Exercise ▸ Lay out the stretch of records from the line containing "detect white flower." through the line containing "left=38, top=130, right=52, bottom=144" as a two-column CSV with the headers text and answer. Give one row per record, with each field quoted and its line breaks replaced by spaces.

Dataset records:
/---

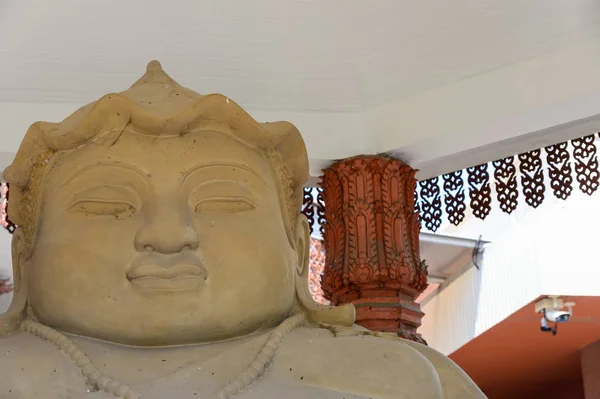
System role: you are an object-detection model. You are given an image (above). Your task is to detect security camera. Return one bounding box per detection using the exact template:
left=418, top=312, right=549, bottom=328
left=535, top=296, right=575, bottom=335
left=544, top=309, right=571, bottom=323
left=540, top=316, right=558, bottom=335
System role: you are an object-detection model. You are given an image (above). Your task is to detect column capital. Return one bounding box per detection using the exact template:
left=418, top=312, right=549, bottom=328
left=322, top=156, right=427, bottom=342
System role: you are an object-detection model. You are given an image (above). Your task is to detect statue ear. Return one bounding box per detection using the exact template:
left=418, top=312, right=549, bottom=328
left=0, top=227, right=27, bottom=337
left=295, top=214, right=356, bottom=326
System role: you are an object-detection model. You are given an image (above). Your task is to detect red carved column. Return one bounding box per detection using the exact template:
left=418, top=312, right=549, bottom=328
left=322, top=156, right=427, bottom=342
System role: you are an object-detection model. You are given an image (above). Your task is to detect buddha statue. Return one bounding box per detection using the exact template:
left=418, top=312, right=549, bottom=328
left=0, top=61, right=484, bottom=399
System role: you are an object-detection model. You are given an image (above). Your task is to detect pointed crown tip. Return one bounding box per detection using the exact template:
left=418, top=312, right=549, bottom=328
left=146, top=60, right=163, bottom=72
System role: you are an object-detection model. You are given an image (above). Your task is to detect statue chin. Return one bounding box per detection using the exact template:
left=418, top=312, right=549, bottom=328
left=0, top=61, right=485, bottom=399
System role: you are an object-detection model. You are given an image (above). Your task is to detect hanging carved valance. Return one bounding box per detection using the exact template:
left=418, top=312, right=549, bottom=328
left=415, top=134, right=600, bottom=232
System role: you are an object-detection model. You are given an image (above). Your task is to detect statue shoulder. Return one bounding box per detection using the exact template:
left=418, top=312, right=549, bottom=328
left=398, top=338, right=486, bottom=399
left=271, top=328, right=443, bottom=399
left=0, top=332, right=88, bottom=399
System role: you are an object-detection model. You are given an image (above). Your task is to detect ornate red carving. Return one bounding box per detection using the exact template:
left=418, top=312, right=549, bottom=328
left=546, top=141, right=573, bottom=200
left=571, top=134, right=600, bottom=195
left=308, top=238, right=329, bottom=305
left=322, top=157, right=428, bottom=342
left=467, top=163, right=492, bottom=220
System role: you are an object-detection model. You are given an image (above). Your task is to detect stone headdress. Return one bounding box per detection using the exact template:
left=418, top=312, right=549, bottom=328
left=0, top=61, right=354, bottom=337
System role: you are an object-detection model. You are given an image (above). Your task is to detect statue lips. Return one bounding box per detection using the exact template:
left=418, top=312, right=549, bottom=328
left=127, top=257, right=208, bottom=290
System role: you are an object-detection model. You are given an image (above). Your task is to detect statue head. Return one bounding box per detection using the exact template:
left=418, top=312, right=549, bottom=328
left=0, top=61, right=354, bottom=346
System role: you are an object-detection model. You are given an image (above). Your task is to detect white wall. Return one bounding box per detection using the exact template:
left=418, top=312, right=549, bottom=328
left=419, top=192, right=600, bottom=354
left=0, top=228, right=12, bottom=313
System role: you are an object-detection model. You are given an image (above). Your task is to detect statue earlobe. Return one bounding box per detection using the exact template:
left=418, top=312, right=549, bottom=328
left=0, top=227, right=27, bottom=337
left=295, top=214, right=356, bottom=327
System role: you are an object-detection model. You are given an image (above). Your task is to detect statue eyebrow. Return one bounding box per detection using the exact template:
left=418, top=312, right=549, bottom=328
left=181, top=162, right=268, bottom=186
left=57, top=162, right=152, bottom=189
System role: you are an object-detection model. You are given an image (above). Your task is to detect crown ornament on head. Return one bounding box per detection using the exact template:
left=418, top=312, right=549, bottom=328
left=4, top=61, right=308, bottom=244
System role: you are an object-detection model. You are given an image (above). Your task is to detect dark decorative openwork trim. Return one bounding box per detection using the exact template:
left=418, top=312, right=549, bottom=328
left=0, top=134, right=600, bottom=235
left=415, top=134, right=600, bottom=232
left=0, top=183, right=17, bottom=234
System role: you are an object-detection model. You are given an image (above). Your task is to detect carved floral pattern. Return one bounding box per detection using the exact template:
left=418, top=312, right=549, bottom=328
left=492, top=157, right=519, bottom=214
left=519, top=150, right=544, bottom=208
left=302, top=187, right=315, bottom=234
left=572, top=134, right=600, bottom=195
left=308, top=238, right=329, bottom=305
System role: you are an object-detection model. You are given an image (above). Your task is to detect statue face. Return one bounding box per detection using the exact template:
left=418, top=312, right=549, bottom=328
left=26, top=132, right=297, bottom=345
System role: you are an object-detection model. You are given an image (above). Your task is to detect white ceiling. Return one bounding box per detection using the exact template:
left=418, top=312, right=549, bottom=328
left=0, top=0, right=600, bottom=178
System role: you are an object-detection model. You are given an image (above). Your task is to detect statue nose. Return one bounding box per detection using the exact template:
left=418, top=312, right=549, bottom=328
left=134, top=209, right=200, bottom=254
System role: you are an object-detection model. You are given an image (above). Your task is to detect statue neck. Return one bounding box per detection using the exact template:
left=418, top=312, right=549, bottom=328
left=21, top=313, right=307, bottom=399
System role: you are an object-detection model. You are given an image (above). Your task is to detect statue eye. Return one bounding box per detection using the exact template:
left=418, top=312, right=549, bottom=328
left=195, top=197, right=256, bottom=213
left=69, top=199, right=136, bottom=219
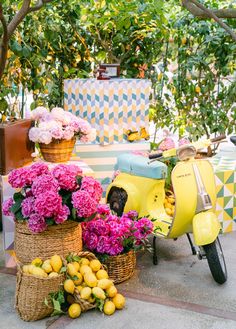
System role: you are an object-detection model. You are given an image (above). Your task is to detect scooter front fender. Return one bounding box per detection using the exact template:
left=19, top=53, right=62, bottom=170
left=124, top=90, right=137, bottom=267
left=193, top=211, right=221, bottom=246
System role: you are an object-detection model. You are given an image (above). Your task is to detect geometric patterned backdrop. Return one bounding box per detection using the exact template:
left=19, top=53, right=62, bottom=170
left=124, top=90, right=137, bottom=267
left=64, top=79, right=151, bottom=145
left=215, top=170, right=236, bottom=232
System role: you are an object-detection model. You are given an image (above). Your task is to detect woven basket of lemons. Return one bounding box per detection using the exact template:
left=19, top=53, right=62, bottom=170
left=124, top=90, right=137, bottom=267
left=15, top=255, right=65, bottom=321
left=63, top=252, right=125, bottom=318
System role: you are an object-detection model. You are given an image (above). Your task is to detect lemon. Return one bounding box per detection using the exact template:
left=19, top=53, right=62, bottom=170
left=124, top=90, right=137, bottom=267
left=92, top=287, right=106, bottom=299
left=64, top=279, right=75, bottom=294
left=195, top=86, right=201, bottom=94
left=75, top=286, right=84, bottom=292
left=80, top=287, right=92, bottom=299
left=31, top=266, right=48, bottom=278
left=67, top=264, right=77, bottom=276
left=88, top=296, right=95, bottom=304
left=80, top=257, right=89, bottom=265
left=68, top=304, right=81, bottom=319
left=50, top=255, right=62, bottom=272
left=31, top=258, right=43, bottom=266
left=74, top=272, right=83, bottom=286
left=27, top=264, right=36, bottom=274
left=106, top=286, right=117, bottom=298
left=48, top=272, right=59, bottom=278
left=71, top=262, right=80, bottom=272
left=89, top=259, right=102, bottom=272
left=112, top=294, right=125, bottom=310
left=22, top=265, right=29, bottom=274
left=42, top=262, right=52, bottom=273
left=66, top=295, right=75, bottom=305
left=80, top=265, right=92, bottom=275
left=84, top=273, right=98, bottom=288
left=96, top=270, right=108, bottom=280
left=97, top=279, right=113, bottom=289
left=103, top=300, right=116, bottom=315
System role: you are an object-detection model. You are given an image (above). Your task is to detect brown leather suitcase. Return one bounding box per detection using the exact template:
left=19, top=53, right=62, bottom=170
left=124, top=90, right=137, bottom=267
left=0, top=120, right=34, bottom=175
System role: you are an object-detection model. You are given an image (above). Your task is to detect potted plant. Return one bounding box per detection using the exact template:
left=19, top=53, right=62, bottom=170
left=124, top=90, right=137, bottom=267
left=29, top=106, right=96, bottom=162
left=82, top=205, right=153, bottom=283
left=3, top=162, right=102, bottom=263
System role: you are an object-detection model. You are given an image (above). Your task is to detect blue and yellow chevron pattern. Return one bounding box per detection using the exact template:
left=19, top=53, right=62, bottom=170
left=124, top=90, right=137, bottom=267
left=64, top=79, right=151, bottom=145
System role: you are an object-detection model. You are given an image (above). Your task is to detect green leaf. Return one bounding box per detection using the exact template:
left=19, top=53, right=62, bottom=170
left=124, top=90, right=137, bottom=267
left=73, top=255, right=81, bottom=262
left=60, top=266, right=66, bottom=273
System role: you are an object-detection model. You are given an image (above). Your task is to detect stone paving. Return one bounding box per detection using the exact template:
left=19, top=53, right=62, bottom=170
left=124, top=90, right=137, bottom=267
left=0, top=232, right=236, bottom=329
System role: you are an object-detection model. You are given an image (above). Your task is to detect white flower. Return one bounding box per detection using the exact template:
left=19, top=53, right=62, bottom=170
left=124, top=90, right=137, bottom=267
left=31, top=106, right=48, bottom=121
left=29, top=127, right=40, bottom=143
left=38, top=130, right=52, bottom=144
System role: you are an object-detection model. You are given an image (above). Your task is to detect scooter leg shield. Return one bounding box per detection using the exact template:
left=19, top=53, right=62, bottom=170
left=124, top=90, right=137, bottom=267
left=193, top=211, right=221, bottom=246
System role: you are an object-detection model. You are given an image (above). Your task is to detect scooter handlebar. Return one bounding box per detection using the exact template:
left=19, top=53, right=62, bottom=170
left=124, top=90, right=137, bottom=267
left=148, top=152, right=163, bottom=160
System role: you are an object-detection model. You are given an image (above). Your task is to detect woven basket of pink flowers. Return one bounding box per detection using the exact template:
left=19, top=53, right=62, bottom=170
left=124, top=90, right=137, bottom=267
left=3, top=162, right=102, bottom=264
left=29, top=106, right=96, bottom=162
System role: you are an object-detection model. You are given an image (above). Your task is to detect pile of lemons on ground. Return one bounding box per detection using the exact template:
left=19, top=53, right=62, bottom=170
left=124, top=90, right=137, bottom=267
left=64, top=256, right=125, bottom=318
left=164, top=191, right=175, bottom=217
left=22, top=255, right=63, bottom=278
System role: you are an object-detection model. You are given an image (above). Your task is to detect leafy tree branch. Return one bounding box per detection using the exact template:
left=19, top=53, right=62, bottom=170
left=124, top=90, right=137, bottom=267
left=182, top=0, right=236, bottom=41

\---

Solution for this task ▸
text,answer
"System role: you are an object-detection model. You are given an image (above). Your task is to detect white flower. Return one bounding box per detection using the exact template: left=19, top=53, right=62, bottom=170 left=124, top=90, right=137, bottom=267","left=31, top=106, right=48, bottom=121 left=29, top=127, right=40, bottom=143 left=38, top=130, right=52, bottom=144"